TASK PROMPT: Continue the text on Google's healthy building materials program from the point where it stops.

QUOTED PASSAGE:
★ ★ ★ ★ ★ ★ ★

This indoor space at Google has sustainably forested wood floors, soy-based furniture, and ample daylighting.

Christophe Wu / Google

Since November 2010, Google’s facilities teams have been methodically adhering to stringent building product selection criteria for all of the company’s North American projects. To date, these have all been tenant fit-outs, but Google is moving into its first whole-building new construction project under the program and expanding it to other offices internationally in July 2012, beginning with pilot tenant improvement projects in Dublin, São Paulo, and Bangalore. Google had about 32,500 employees at the end of 2011, according to its financial report.

As of May 2012, the program had covered about half of Google’s portfolio in North America, with the largest concentrations of space at the company’s headquarters in Mountain View, California, and New York City.

Program Goals

“Maintaining a healthy workplace is a strong priority for Google,” says Anne Less of Mary Davidge Associates, a consulting firm that supports Google’s sustainable facilities programs. This mandate comes right from the top, with strong support from co-founder and CEO Larry Page, who has been known to walk around the offices with a particle counter. Among other benefits, Google’s focus on occupant health is helpful when the company competes for talent around the world.

Google’s healthy materials program seeks to avoid substances on the Living Building Challenge Red List and U.S. EPA’s Chemicals of Concern list. Extending beyond the LBC requirements, the program includes furniture and furnishings. The company is also pushing for transparency by requiring full participation in the Healthy Building Network’s Pharos product ingredient and hazard screening tool for any product in a category that Pharos covers, according to Less. [Full disclosure: BuildingGreen collaborates with the Healthy Building Network on development and distribution of Pharos.]

Google also aims to achieve at least LEED Gold certification on all its projects. The LEED credits include mandates for recycled content and regional materials—making it even harder, because products that contribute to those credits must also meet Google’s avoidance criteria.


Google’s staff, consultants, and the design teams working on its projects have encountered a number of persistent challenges:

Certification domination: Manufacturers have been so well trained to think in terms of certification that some don’t realize that just having their product in Pharos is not enough. “Suppliers will constantly tell me: ‘I got the Pharos stamp of approval,’” notes Less, who then has to explain to them that Pharos is not a product certification and that manufacturers have to fully disclose in Pharos and meet Google’s health criteria before their products can be specified.

★ ★ ★ ★ ★ ★ ★

GIVEN ENTRIES:

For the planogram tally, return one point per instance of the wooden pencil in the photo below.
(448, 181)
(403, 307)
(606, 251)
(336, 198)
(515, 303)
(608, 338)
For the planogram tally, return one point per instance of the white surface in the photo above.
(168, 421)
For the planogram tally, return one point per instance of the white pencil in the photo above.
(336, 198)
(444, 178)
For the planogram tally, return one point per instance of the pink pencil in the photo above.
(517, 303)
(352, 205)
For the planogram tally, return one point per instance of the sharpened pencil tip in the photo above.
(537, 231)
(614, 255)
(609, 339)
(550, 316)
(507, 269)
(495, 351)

★ ★ ★ ★ ★ ★ ★

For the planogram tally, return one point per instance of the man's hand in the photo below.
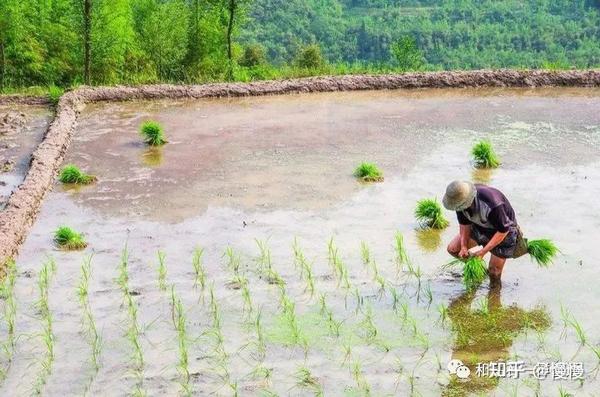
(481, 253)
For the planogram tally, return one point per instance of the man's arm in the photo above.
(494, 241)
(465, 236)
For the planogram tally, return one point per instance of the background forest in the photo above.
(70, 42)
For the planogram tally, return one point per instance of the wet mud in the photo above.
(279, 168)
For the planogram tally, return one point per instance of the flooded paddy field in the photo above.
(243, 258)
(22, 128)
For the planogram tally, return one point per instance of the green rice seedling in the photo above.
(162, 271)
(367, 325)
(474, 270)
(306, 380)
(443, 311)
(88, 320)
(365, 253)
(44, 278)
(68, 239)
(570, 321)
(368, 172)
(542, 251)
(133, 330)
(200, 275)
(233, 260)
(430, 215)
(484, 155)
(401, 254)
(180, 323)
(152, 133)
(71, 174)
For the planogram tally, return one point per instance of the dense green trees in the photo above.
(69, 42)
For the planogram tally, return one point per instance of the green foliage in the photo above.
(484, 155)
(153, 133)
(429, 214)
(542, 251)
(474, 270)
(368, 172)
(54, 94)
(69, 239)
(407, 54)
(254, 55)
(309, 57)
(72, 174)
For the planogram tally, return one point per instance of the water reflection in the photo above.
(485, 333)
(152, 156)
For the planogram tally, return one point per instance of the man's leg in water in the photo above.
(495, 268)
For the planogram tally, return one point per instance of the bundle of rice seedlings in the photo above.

★ ★ ★ ★ ★ ★ ★

RESULT BELOW:
Being a lonely voice: “If we had more partners in this effort, there would be a lot more leverage,” Less notes. Design firms say that they are excited about this focus, they don’t encounter clients other than Google who will back them up.

Transparency: Manufacturers don’t always know about everything that goes into their products, and when they do, they often consider that information proprietary. Some prefer to provide the information privately to Google rather than disclose their ingredients publicly. To be fair, Google has many trade secrets of its own, something that Less hears about a lot from suppliers.

Avoiding formaldehyde: The industry has been trained by LEED to focus on added urea-formaldehyde (UF), but the LBC red list calls out all formaldehyde. That affects medium-density fiberboard (MDF), laminates, doors, and many other components. “There are alternatives, but they are much more expensive,” notes Anthony Ravitz, green team lead for Google’s Real Estate and Workplace Services group. That means Google can use them for specialty items like countertops but not for more ubiquitous work surfaces and doors.

Furniture is a challenging category, mostly because there are so many components. Again, manufacturers may not know all the ingredients in their products, and even if they do, they may not have viable alternatives. PVC and bisphenol-A are common on parts and pieces of desks and chairs. Formaldehyde is common in work surfaces—in the laminates, adhesives, and substrates. And upholstered furniture has flame retardants, which California requires for fire safety (at least by some interpretations).

Duct liner: “We were surprised to discover a lot of chemicals of concern,” says Less, “which is troubling because the air we breathe goes through that material.” Formaldehyde, flame retardants, and heavy metals are among the substances that turned up in their review of product formulations.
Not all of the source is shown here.